Wherever a line in the data below holds "tine", copy that line.

====== Data provided

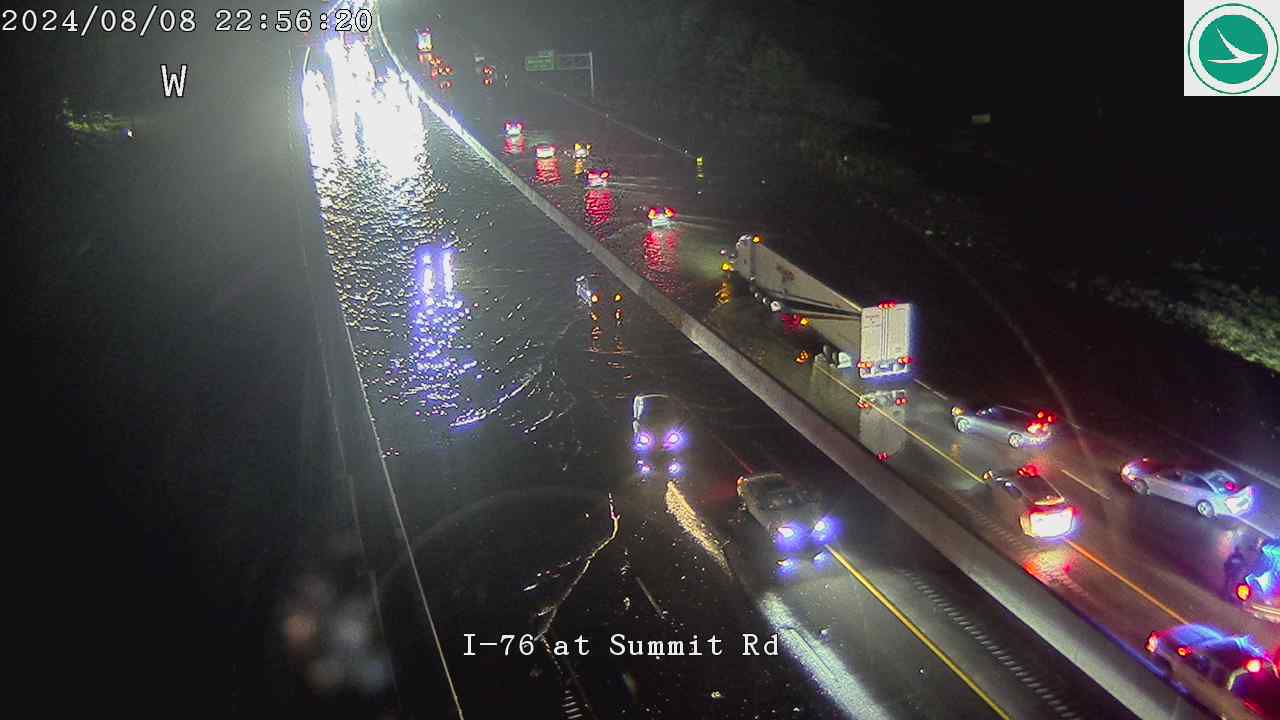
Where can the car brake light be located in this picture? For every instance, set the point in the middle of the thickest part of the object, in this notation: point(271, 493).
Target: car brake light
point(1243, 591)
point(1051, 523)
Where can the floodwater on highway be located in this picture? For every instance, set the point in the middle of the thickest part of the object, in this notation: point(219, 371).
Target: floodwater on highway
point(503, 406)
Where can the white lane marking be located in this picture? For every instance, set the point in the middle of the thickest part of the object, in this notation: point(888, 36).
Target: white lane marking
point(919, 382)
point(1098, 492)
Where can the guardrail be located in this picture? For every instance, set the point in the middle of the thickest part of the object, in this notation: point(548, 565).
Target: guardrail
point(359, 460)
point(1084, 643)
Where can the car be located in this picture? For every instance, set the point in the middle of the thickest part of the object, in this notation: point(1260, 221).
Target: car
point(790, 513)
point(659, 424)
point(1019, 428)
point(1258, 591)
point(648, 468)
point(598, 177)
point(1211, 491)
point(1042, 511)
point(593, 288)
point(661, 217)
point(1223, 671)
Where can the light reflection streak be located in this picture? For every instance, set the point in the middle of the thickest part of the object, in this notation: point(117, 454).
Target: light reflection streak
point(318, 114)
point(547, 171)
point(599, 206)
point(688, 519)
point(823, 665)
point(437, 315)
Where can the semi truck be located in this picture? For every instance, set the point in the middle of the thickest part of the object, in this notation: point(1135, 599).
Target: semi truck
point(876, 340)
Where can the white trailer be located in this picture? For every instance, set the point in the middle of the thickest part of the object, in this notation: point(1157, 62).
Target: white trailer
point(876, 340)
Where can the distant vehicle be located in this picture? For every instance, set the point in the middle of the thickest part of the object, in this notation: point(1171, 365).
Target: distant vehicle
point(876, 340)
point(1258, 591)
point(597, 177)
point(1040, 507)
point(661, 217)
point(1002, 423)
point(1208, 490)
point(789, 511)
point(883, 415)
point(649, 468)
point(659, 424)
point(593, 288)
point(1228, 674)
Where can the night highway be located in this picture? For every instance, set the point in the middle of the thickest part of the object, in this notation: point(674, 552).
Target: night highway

============
====== Data provided

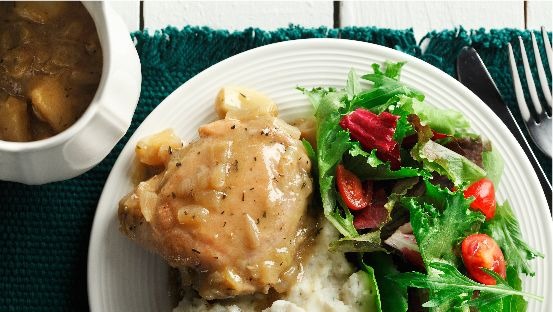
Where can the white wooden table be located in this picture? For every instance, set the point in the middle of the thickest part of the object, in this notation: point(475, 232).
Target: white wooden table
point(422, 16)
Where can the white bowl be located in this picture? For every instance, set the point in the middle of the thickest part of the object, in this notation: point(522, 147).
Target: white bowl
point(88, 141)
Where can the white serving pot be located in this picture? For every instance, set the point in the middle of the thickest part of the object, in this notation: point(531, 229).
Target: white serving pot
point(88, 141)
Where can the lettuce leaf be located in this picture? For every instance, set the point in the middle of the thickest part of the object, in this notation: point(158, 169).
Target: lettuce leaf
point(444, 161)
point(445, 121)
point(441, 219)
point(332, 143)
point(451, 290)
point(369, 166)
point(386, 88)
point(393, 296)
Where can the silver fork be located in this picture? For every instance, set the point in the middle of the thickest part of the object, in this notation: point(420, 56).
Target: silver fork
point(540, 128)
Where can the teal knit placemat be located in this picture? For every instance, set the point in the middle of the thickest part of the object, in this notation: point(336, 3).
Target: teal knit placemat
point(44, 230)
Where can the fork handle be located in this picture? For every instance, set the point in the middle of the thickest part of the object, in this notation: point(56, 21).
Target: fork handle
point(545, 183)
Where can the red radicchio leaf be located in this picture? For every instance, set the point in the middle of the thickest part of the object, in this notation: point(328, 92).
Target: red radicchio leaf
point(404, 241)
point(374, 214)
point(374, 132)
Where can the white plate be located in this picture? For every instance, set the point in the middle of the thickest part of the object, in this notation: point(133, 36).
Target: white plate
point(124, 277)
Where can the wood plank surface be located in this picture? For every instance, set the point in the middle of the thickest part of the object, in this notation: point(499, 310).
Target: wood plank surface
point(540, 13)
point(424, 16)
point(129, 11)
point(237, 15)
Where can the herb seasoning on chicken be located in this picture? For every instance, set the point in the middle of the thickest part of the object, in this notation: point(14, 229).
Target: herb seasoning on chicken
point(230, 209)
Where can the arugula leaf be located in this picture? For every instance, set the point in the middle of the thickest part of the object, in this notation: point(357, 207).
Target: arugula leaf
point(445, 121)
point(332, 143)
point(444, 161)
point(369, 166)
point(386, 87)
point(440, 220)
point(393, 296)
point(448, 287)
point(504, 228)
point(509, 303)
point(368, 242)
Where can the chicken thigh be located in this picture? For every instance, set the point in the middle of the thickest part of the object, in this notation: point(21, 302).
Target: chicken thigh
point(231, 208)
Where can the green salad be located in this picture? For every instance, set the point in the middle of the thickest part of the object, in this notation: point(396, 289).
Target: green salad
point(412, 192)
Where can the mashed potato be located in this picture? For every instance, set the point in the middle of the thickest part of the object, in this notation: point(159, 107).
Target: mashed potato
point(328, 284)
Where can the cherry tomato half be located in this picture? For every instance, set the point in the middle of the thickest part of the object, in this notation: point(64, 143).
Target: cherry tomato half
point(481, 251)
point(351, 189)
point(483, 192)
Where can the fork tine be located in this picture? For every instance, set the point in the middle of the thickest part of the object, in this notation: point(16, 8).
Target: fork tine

============

__Result for this exercise__:
Where can the fork tine be located in this picture? For every instance, set the point in the middle of the thickest part of the object, in this notation: point(16, 8).
Target: fork tine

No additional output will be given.